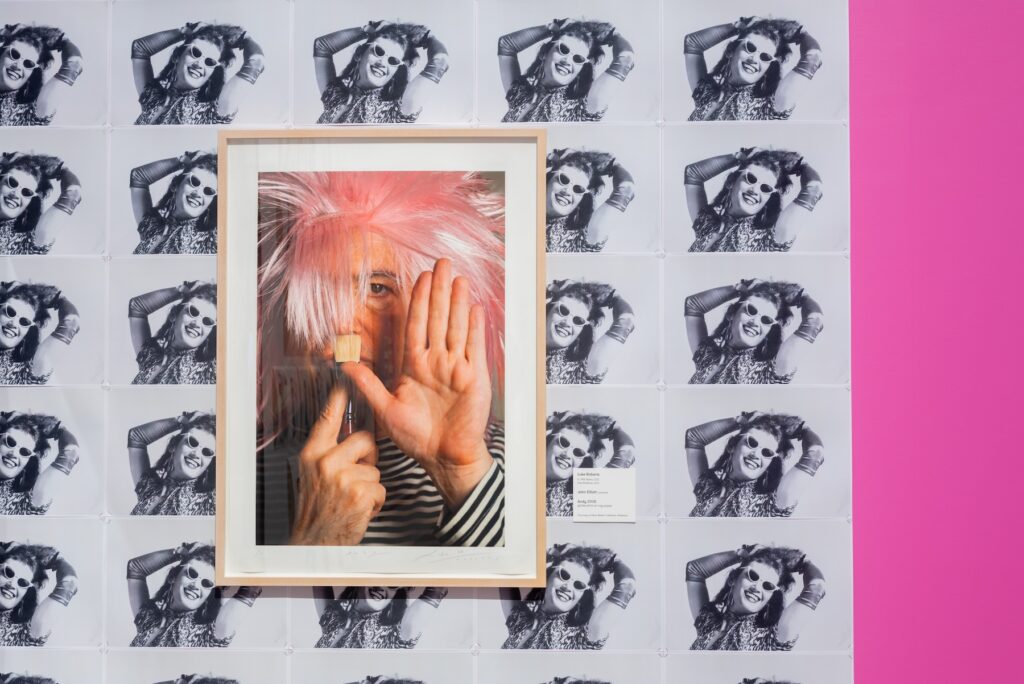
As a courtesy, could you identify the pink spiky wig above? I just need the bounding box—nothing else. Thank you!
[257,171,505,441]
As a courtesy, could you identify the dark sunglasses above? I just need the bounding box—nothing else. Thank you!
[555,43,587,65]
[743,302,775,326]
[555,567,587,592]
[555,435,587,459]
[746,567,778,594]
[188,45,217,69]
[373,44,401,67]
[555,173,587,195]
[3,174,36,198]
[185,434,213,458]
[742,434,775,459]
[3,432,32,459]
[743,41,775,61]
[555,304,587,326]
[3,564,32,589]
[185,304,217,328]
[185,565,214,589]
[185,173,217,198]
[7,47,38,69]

##############################

Pick out every line above that contains the word "bounding" and copy each one. Case counts.

*WRITTEN RESPONSE:*
As a courtesy, could you identify the pink spiky wig above? I just need the bounding box—nothing else. Thank you!
As a courtesy, could you identify the dark sunglasses above? I just need the bounding box—nothing else. Thank you!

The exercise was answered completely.